Entries from a point annotation set
# # # #

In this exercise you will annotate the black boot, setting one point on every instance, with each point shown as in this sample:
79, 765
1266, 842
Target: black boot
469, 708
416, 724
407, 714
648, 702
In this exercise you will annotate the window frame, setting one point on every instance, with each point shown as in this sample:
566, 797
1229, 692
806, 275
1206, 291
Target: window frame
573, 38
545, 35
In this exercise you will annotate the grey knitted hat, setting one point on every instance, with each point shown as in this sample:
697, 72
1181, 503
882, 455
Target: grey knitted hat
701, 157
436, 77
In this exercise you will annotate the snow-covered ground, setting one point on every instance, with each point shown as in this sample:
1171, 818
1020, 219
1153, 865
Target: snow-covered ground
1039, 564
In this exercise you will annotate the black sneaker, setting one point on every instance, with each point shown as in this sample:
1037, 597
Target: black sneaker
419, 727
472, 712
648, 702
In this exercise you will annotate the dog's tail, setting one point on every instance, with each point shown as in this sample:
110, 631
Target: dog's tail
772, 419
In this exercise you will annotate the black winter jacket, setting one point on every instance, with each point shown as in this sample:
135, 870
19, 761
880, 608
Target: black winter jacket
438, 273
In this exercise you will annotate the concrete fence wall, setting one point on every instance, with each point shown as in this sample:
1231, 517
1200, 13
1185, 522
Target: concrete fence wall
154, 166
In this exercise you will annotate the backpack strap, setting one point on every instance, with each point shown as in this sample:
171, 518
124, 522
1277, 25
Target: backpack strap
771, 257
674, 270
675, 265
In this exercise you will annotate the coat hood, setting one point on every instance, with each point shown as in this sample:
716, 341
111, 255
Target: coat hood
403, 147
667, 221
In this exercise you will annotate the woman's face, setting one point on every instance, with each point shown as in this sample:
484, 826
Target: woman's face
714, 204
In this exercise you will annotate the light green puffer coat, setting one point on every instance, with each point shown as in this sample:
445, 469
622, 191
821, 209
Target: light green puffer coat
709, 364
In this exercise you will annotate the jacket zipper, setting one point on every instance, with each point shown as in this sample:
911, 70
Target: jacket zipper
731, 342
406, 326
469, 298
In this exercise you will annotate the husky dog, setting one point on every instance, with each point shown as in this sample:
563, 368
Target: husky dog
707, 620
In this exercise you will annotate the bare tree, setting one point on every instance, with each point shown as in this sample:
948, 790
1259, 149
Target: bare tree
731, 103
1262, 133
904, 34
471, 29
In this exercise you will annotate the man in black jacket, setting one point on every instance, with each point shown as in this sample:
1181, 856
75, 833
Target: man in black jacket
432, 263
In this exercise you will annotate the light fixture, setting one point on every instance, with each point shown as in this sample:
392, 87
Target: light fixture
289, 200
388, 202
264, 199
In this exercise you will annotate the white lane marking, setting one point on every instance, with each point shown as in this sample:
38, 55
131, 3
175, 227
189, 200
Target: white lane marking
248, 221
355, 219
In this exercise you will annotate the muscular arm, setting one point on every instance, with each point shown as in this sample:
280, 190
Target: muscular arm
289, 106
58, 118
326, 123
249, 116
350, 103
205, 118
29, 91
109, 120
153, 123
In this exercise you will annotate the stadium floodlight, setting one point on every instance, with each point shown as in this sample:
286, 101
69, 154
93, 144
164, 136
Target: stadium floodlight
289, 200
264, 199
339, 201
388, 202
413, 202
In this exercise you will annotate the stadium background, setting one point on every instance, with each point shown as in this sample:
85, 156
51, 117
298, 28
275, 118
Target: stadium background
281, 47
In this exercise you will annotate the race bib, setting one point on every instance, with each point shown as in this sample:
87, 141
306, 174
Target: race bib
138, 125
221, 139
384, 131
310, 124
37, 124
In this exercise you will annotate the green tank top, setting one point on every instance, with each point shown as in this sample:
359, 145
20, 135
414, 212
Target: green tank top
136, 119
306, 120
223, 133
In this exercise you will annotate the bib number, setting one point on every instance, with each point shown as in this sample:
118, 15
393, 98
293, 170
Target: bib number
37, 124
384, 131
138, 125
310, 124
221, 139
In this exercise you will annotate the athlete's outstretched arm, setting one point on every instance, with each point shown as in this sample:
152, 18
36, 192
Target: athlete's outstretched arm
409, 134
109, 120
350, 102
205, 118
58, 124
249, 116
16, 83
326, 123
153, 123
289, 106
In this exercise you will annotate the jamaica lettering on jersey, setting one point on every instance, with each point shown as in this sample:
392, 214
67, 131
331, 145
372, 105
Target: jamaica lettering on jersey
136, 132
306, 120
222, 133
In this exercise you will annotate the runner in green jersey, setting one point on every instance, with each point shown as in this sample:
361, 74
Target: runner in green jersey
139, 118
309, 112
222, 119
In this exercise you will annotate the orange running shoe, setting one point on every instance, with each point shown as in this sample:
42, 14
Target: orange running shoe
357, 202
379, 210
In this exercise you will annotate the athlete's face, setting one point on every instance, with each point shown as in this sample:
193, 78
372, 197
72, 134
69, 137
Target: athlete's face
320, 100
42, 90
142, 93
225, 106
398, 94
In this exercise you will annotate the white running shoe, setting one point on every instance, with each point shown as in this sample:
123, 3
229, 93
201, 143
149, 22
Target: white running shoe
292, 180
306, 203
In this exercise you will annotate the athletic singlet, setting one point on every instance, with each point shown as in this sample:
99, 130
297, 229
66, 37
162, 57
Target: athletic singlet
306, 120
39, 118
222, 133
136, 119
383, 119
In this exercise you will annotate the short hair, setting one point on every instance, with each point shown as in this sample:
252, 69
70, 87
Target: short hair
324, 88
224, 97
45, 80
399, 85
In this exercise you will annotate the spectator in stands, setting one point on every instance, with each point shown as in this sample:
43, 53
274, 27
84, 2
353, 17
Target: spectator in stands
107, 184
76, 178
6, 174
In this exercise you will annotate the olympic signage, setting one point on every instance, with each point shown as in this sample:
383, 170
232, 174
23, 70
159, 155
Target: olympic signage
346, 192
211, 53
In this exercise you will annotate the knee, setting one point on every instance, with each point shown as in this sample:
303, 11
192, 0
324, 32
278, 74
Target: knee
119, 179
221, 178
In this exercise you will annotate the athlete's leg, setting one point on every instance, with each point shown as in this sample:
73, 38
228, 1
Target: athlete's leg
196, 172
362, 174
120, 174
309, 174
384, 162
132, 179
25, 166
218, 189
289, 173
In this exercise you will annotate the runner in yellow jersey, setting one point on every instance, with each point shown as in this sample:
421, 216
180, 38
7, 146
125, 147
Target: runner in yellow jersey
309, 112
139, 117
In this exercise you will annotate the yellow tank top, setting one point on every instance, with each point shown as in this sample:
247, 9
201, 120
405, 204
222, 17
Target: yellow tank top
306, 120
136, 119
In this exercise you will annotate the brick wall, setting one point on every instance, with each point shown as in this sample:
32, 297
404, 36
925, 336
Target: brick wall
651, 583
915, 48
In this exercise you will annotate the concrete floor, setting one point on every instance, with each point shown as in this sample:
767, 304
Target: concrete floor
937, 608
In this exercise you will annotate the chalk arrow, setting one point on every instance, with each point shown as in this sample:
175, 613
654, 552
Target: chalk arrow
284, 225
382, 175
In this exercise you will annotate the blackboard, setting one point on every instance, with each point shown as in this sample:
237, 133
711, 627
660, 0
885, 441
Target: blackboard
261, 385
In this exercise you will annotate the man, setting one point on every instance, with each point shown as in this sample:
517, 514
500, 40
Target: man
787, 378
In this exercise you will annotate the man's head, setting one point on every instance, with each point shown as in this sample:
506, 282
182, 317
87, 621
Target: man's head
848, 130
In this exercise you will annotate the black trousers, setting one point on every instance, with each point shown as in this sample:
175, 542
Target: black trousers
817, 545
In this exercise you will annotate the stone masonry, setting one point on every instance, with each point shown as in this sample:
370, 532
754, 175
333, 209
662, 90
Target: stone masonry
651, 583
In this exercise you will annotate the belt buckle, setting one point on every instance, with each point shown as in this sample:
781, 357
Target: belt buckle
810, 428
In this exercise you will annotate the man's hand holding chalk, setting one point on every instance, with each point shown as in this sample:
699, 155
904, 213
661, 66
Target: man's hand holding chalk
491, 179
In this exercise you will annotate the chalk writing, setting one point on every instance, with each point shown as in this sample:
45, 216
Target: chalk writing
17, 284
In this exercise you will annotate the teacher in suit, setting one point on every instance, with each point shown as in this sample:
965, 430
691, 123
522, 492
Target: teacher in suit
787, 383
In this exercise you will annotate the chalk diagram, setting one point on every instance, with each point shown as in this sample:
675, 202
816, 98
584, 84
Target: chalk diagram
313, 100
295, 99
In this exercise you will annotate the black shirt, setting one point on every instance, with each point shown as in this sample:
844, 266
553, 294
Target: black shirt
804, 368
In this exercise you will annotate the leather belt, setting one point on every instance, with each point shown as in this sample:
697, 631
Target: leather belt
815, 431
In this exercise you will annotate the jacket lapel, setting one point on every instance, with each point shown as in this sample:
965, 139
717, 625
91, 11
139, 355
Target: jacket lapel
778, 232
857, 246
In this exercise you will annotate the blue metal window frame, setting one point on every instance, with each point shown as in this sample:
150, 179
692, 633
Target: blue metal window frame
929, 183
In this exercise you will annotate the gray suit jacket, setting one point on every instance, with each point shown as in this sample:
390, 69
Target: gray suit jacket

# # # #

Return exactly, and only, the line containing "In this exercise you will annotate the leather" and every line after it through the end of the material.

* [The result]
In this exercise you will annotate the leather belt, setting one point on every instance, with each point shown as in this sample:
697, 631
Target: leather belt
815, 431
In this exercise you will annotate the jacket lapel, setting one point on every instance, with each point shown as in this sample:
965, 139
717, 625
91, 11
139, 355
Target: jacket lapel
778, 232
857, 246
In this exercise you will annotate the blue metal window frame, setting one point on every instance, with each point shown as in this sample:
150, 179
692, 633
Target: blue metal window frame
929, 183
In this exercise you will annotate the gray suit jacket, setting one point on every instance, with each point shown as in this sample:
390, 69
Target: gray suit jacket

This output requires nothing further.